▶ _WORK TO COMPLETE_: Copy the entries from the line containing "plant, I would be grateful." down to the last entry, replacing "JSON array" with "JSON list" and changing nothing else.

▶ _RECORDS PROVIDED_:

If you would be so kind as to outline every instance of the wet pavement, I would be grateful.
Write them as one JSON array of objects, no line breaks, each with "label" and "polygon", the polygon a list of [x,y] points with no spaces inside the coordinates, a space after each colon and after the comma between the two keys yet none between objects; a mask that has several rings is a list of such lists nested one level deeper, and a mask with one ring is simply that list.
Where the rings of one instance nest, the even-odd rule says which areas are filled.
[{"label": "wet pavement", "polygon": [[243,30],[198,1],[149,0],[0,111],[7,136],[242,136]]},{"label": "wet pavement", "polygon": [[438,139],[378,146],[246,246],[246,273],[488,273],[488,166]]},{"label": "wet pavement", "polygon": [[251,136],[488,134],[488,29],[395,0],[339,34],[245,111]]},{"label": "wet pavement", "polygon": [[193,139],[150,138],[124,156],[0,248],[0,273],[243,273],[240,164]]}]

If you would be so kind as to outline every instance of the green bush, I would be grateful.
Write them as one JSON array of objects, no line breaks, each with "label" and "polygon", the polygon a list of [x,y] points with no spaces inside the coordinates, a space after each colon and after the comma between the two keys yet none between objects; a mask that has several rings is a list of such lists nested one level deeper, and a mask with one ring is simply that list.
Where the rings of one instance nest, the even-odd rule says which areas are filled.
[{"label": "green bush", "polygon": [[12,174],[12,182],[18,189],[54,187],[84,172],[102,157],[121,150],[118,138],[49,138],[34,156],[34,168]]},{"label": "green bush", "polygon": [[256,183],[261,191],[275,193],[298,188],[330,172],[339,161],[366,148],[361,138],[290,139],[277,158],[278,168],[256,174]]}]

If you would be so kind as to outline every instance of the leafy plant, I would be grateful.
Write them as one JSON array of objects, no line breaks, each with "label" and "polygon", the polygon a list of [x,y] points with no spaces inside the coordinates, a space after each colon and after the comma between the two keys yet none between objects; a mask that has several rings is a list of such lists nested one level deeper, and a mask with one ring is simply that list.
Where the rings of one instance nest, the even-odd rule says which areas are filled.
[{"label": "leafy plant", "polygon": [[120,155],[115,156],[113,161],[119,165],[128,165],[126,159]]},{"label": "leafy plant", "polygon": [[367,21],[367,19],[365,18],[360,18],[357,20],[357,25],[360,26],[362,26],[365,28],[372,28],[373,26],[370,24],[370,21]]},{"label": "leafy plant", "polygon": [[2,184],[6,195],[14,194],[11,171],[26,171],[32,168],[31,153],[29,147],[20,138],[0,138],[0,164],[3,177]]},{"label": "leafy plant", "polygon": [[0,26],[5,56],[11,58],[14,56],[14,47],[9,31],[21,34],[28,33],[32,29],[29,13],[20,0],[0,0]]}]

▶ _FINISHED TASK_:
If you would be so kind as to outline every instance of the leafy plant, I would be grateful.
Write them as one JSON list of objects, no line breaks, each with "label" and "polygon", the polygon a list of [x,y] points with no spaces inside the coordinates, a space after each colon and after the comma between the two keys yet none between objects; a mask that has several rings is a list of such lists nested one level deeper, and a mask with one ring is simply that list.
Where the rings of one instance nest, the even-odd rule says which areas are filled.
[{"label": "leafy plant", "polygon": [[120,155],[115,156],[113,161],[119,165],[128,165],[126,159]]},{"label": "leafy plant", "polygon": [[367,21],[367,19],[365,18],[360,18],[357,20],[357,25],[360,26],[362,26],[365,28],[372,28],[373,26],[370,24],[370,21]]},{"label": "leafy plant", "polygon": [[2,184],[6,195],[14,194],[11,171],[26,171],[32,168],[31,153],[29,147],[20,138],[0,138],[0,164],[3,177]]},{"label": "leafy plant", "polygon": [[0,26],[5,56],[11,58],[14,56],[14,47],[9,31],[21,34],[28,33],[32,29],[29,13],[20,0],[0,0]]}]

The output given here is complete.